— Exercise instructions —
Output all of the data below word for word, omitting the pictures.

— Input for this task —
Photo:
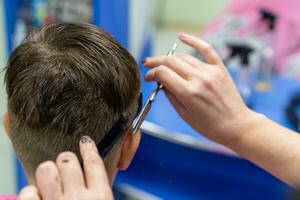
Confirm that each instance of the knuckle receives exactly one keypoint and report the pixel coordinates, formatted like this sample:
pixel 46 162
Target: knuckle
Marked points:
pixel 66 155
pixel 169 60
pixel 160 69
pixel 208 49
pixel 45 166
pixel 195 90
pixel 92 159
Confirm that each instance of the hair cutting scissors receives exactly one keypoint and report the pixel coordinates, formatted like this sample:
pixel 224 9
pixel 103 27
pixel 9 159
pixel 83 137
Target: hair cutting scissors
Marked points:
pixel 144 111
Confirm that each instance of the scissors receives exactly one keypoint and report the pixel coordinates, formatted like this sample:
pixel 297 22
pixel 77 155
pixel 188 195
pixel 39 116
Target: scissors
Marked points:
pixel 144 111
pixel 119 127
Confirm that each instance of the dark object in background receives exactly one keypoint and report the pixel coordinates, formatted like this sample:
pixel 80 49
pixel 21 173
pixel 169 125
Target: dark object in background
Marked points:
pixel 293 112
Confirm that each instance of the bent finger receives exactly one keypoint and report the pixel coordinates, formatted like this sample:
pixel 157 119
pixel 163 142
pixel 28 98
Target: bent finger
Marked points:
pixel 29 193
pixel 48 181
pixel 170 79
pixel 70 172
pixel 94 170
pixel 205 49
pixel 181 67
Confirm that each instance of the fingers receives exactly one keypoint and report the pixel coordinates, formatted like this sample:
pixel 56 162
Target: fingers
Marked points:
pixel 29 193
pixel 189 59
pixel 205 49
pixel 94 169
pixel 179 107
pixel 184 69
pixel 48 181
pixel 70 172
pixel 170 79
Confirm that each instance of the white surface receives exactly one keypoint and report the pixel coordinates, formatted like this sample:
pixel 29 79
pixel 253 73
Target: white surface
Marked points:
pixel 7 177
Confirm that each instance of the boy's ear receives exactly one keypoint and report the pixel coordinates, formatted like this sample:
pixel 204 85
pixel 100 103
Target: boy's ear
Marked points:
pixel 128 149
pixel 6 124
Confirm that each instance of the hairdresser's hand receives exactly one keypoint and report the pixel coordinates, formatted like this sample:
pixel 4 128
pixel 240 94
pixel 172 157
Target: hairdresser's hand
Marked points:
pixel 65 180
pixel 202 92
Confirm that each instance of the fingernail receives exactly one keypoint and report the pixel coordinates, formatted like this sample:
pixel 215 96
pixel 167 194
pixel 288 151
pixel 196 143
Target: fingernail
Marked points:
pixel 86 139
pixel 183 36
pixel 144 60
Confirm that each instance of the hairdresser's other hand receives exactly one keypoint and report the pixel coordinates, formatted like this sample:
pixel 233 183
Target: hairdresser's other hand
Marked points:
pixel 202 92
pixel 65 179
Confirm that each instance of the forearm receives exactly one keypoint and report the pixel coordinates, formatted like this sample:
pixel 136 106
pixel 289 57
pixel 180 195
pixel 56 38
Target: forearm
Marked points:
pixel 272 147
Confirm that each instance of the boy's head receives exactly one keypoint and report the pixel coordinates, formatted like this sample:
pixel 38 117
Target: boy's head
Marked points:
pixel 68 80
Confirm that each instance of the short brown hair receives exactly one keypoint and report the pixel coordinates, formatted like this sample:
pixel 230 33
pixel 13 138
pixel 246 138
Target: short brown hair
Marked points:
pixel 64 81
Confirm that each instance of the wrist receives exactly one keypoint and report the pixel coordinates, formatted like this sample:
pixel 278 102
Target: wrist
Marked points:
pixel 244 124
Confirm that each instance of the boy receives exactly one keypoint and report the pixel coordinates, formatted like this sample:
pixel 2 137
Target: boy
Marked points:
pixel 68 80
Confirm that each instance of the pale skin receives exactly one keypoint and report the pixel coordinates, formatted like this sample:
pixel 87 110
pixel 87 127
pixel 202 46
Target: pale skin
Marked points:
pixel 205 96
pixel 64 178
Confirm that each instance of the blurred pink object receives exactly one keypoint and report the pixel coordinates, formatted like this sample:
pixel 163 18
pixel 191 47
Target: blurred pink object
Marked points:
pixel 9 197
pixel 287 32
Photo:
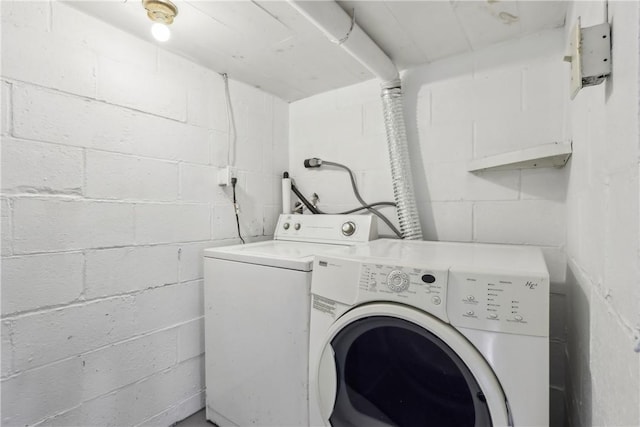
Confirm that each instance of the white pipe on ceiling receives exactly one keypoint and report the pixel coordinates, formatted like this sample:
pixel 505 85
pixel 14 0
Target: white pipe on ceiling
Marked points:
pixel 342 30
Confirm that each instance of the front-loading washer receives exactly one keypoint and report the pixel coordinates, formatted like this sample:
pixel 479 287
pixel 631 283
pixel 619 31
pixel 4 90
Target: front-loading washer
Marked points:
pixel 414 333
pixel 257 319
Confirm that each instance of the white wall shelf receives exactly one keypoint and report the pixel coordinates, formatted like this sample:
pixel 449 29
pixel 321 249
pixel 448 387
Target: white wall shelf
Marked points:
pixel 541 156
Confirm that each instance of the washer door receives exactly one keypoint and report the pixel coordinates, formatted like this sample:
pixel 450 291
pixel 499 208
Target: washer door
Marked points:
pixel 391 365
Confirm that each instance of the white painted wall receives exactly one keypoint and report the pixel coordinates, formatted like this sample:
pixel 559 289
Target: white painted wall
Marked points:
pixel 110 148
pixel 603 375
pixel 499 99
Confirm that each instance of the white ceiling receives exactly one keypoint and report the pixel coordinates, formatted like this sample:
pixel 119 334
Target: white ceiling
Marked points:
pixel 268 44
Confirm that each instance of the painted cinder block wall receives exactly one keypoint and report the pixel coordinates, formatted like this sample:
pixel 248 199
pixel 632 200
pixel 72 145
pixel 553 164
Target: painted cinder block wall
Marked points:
pixel 110 149
pixel 498 99
pixel 603 274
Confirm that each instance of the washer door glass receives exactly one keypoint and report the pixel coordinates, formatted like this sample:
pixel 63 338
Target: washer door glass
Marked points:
pixel 392 372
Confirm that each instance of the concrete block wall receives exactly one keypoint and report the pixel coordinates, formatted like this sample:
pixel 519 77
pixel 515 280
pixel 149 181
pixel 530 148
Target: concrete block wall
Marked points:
pixel 603 317
pixel 504 98
pixel 110 151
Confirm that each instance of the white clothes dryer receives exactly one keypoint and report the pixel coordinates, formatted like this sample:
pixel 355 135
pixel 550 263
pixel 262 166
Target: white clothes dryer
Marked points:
pixel 414 333
pixel 257 319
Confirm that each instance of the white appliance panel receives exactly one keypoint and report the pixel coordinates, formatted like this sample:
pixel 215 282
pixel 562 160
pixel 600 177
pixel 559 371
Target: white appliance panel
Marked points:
pixel 261 337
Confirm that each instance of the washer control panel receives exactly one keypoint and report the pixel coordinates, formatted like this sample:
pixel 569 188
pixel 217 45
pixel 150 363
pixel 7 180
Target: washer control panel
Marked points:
pixel 425 289
pixel 499 302
pixel 338 229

— Response —
Photo:
Confirm that each instance of the knuckle receives exactly one keypoint and report the pixel coordinates, formatted like this sample:
pixel 46 162
Target: knuckle
Marked points:
pixel 66 155
pixel 169 60
pixel 160 69
pixel 208 49
pixel 45 166
pixel 195 90
pixel 92 159
Confirm that each instance of the hair cutting scissors receives exactly one keypoint and report the pixel coordinates, formatted like this sample:
pixel 224 9
pixel 103 27
pixel 9 159
pixel 83 137
Target: hair cutting scissors
Marked points:
pixel 144 111
Confirm that each instance of the scissors receives exactly one keypoint and report the pixel coordinates, formatted like this sample:
pixel 297 22
pixel 77 155
pixel 188 195
pixel 39 116
Target: scissors
Marked points:
pixel 144 111
pixel 119 127
Confirm that each instance of the dark object in background receives exactly one keypoint and report the pixel coordinates, formatted like this sample:
pixel 80 49
pixel 21 173
pixel 169 125
Target: dark object in background
Marked points:
pixel 293 112
Confirm that each instance of the bent finger receives exactly one keypoint and report the pixel coordinates, formatted like this sample:
pixel 157 119
pixel 163 142
pixel 28 98
Target: bent finger
Marked points:
pixel 29 193
pixel 48 181
pixel 170 79
pixel 70 172
pixel 94 170
pixel 205 49
pixel 181 67
Confirm that each instance of the fingers receives exactly one keypoint and report the pixel coordinates, formatted like this sample:
pixel 56 162
Target: fingers
Marked points:
pixel 29 193
pixel 189 59
pixel 205 49
pixel 94 169
pixel 179 107
pixel 184 69
pixel 48 181
pixel 70 172
pixel 170 79
Confirm that each instance of the white surface receives exactly one keypoint and report the pixel coordinates, formatted like this sample:
pixel 29 79
pixel 253 73
Target: white surface
Marked points:
pixel 7 177
Confirm that each instance of the boy's ear receives exactly one keypoint and report the pixel coordinates, formatted like this sample:
pixel 204 85
pixel 100 103
Target: boy's ear
Marked points:
pixel 128 149
pixel 6 124
Confirm that each instance of the hairdresser's hand receives exactly one keypoint and report the pixel coordinates, formatted like this sample:
pixel 4 128
pixel 240 94
pixel 172 157
Target: hairdresser's hand
Marked points:
pixel 65 180
pixel 202 92
Confirm that each instance of the fingernail receives exactly one keypoint and report the pixel coordinates, formatted like this sample:
pixel 215 96
pixel 167 194
pixel 288 151
pixel 196 143
Target: fingernail
Marked points:
pixel 86 139
pixel 183 36
pixel 144 60
Confirm that each instance of the hairdresser's other hand receives exactly one keypoint and report the pixel coordinates, formatted like this sample:
pixel 233 183
Target: hairdresser's other hand
Marked points:
pixel 202 92
pixel 65 179
Confirm that each instance of the forearm receives exactly one keypoint and report the pixel coordinates, formatted like this sample:
pixel 136 106
pixel 289 57
pixel 180 195
pixel 56 38
Target: forearm
Marked points:
pixel 272 147
Confirm that each instance of the boy's head receives exactly one keypoint and report the pixel coordinates, formatted like this sample:
pixel 38 117
Target: boy's head
Marked points:
pixel 68 80
Confirm that each instance of the short brown hair receives exactly one keypoint and report the pixel coordinates, formatted like this sample:
pixel 230 33
pixel 13 138
pixel 246 138
Target: short brown hair
Marked points:
pixel 64 81
Confirm that each instance of the wrist receives exactly one keypoint and report the pixel coordinates, formatted like this sample:
pixel 278 102
Target: wrist
Marked points:
pixel 244 124
Confirm that each instance of the boy receives exactly one keypoint and report the pixel coordinates, formatted like this sample:
pixel 2 137
Target: boy
Marked points:
pixel 68 80
Confirm that each instance of the pale skin receives exactly one keypoint and report the pixel coordinates, formatted like this sample:
pixel 87 110
pixel 87 127
pixel 202 46
Target: pale skin
Marked points:
pixel 205 96
pixel 64 178
Confirm that each instance of the blurred pink object receives exactly one keypoint and report the pixel coordinates, formatted like this sample:
pixel 163 18
pixel 191 47
Target: blurred pink object
Marked points:
pixel 9 197
pixel 287 32
Photo:
Confirm that each instance of the white pipe on ceiling receives exactly one keypoint and report the pixel coordinates, formatted like this sample:
pixel 505 85
pixel 14 0
Target: white pipe on ceiling
Marked points:
pixel 342 30
Confirm that each instance of the front-loading washer receives exactly one keypoint and report the pixel coordinates, formatted like this sample:
pixel 479 287
pixel 631 283
pixel 619 31
pixel 4 90
Target: front-loading washer
Marked points:
pixel 414 333
pixel 257 319
Confirm that each instance of the white wall shelf receives exactly one keypoint and report the pixel coordinates, formatted like this sample:
pixel 449 29
pixel 321 249
pixel 448 387
Target: white wall shelf
Marked points:
pixel 541 156
Confirm that each instance of the washer door receives exactly one keypoint and report the pixel coordinates, formatted like this sample:
pixel 450 291
pixel 499 208
Target: washer door
Marked points:
pixel 391 365
Confirm that each instance of the white painted wall receives exactly one keypoint and report the pixel coordinates, formatted like this sample:
pixel 559 289
Target: white painted wall
Marked points:
pixel 110 148
pixel 603 375
pixel 499 99
Confirm that each instance of the white ceiling receives exactly one keypoint and report the pixel coordinates, formatted like this sample:
pixel 119 334
Target: white ceiling
Marked points:
pixel 268 44
Confirm that each instance of the painted cinder block wall receives exactly one keypoint and report the pixel coordinates, formatted like this sample:
pixel 248 199
pixel 632 200
pixel 72 145
pixel 553 164
Target: painted cinder block wall
Marked points:
pixel 110 149
pixel 498 99
pixel 603 274
Confirm that each instance of the washer door glass receives exactly one keypoint and report the pixel coordinates, formatted like this sample:
pixel 63 338
Target: washer door glass
Marked points:
pixel 392 372
Confirm that each instance of the concrete block wall receives exactly one keypoint and report the pixel coordinates, formatted like this sample:
pixel 519 77
pixel 515 280
pixel 149 181
pixel 530 148
Target: concrete block wall
Marked points:
pixel 603 317
pixel 504 98
pixel 110 151
Confirm that each instance of the white clothes dryer receives exactly one keypoint and report the pixel coordinates, formatted like this sample:
pixel 355 135
pixel 550 263
pixel 262 166
Target: white clothes dryer
Marked points:
pixel 414 333
pixel 257 319
Confirm that each instance of the white appliance panel receives exactly one keypoint and report the pixel coordinates, formatted like this sample:
pixel 215 282
pixel 562 160
pixel 600 177
pixel 559 371
Target: white appliance panel
Marked points:
pixel 261 337
Confirm that each instance of the washer control panel receives exactly one keypoint and report the pixel coordinates, formatted like this sample:
pixel 569 188
pixel 217 45
pixel 150 363
pixel 7 180
Target: washer control panel
Marked points:
pixel 425 289
pixel 499 302
pixel 338 229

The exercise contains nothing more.